Items from a data source:
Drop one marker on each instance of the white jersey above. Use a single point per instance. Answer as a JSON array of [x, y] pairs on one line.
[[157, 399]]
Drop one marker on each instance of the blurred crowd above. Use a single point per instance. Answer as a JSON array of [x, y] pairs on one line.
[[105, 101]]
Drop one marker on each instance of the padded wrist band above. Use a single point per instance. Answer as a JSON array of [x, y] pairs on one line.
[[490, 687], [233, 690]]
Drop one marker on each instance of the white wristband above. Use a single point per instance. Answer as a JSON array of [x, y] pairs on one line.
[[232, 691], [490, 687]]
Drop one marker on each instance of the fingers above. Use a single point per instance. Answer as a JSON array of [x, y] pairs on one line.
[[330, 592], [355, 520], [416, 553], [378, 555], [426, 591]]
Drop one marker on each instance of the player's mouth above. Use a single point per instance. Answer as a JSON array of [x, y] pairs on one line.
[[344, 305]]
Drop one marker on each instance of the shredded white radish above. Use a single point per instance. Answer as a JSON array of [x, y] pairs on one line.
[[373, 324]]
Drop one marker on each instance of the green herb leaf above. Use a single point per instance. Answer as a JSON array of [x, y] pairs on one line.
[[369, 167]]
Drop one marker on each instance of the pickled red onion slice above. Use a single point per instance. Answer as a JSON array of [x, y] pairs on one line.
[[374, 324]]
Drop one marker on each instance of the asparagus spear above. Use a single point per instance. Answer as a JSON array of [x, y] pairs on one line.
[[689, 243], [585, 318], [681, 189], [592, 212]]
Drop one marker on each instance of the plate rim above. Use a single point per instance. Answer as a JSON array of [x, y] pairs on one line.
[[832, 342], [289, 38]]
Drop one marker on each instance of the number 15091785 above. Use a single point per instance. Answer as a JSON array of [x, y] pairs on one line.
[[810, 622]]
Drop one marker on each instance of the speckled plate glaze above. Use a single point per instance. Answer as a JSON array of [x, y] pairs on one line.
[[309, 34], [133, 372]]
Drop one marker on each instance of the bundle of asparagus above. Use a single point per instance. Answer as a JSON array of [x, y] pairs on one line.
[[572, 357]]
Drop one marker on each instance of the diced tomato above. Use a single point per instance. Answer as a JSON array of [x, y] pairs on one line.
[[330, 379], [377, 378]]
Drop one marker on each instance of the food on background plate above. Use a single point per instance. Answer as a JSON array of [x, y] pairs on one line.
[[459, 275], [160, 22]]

#### [Task description]
Rewrite every row above with "marker" changed to "pin" and nothing else altered.

#### [The solution]
Drop one pin on each instance of the white jersey above. Use a single point per instance. Answer as a JSON array of [x, y] pairs on one line.
[[157, 399]]
Drop one pin on each instance of the blurred crowd above. Use a single point per instance. Answer as a JSON array of [x, y] pairs on one line.
[[105, 101]]
Drop one pin on each instance of the padded wrist band above. Use a single point per instance. Answer as a JSON array of [x, y] pairs on one line.
[[490, 687], [233, 690]]
Drop one pin on each instance of the white wristband above. Use a single point per instance. Answer as a JSON array of [x, y] pairs on one line.
[[232, 691], [490, 687]]
Drop one pin on each instance of the fingers above. Use a single point per instance. Answer as a JSON array of [x, y] pairs on one line.
[[330, 592], [355, 520], [416, 553], [378, 555], [426, 591]]
Drop one pin on each instance of the player's mouth above. Use a single point per instance. Answer as a JSON array of [x, y] pairs on one line.
[[344, 305]]
Drop one pin on each instance of the shredded white radish above. Use a single point per instance. Answer as a JSON array of [x, y] pairs on one line.
[[373, 324]]
Drop one pin on each instance of the green herb leaf above. Use a single point per instance. Answer as a JSON array of [x, y] pairs on one line.
[[369, 167]]
Drop one pin on each instance of the pickled red onion slice above. Use a single point per instance. Answer as a JSON array of [x, y] pairs on one line.
[[374, 324]]
Drop one pin on each instance of the asparagus spear above. Use a single point per instance. Answer as a JSON array of [x, y] pairs on one line.
[[689, 243], [585, 318], [681, 189], [592, 212]]
Drop one pin on each instance of the plate rim above. Use a single point per instance. Answer as a JSON array of [x, y] pairs on one line.
[[832, 342], [289, 38]]
Drop one pin on each instance of the number 15091785 above. Use a single point per instance. Answer as a JSON array of [x, y] pairs on one line.
[[810, 622]]
Drop one pin on each instance of the speckled plate glaze above. Use a single point per instance. Answer as a JSON array of [x, y] pairs on one line.
[[309, 34], [133, 372]]
Drop one pin on each instance of the bundle of asparagus above. Use a single point per instance. Answer as a JSON array of [x, y] pairs on one line.
[[572, 357]]
Drop one pin on each instance of the diced tomato above. Use a single point per instance. Answer as a JSON array of [x, y] pairs on one line.
[[330, 379], [377, 378]]
Drop one pin on each instance of the food on background plate above. Use a single point per instance. Answer as a JSON array of [x, y] pairs on one line.
[[459, 275], [160, 22]]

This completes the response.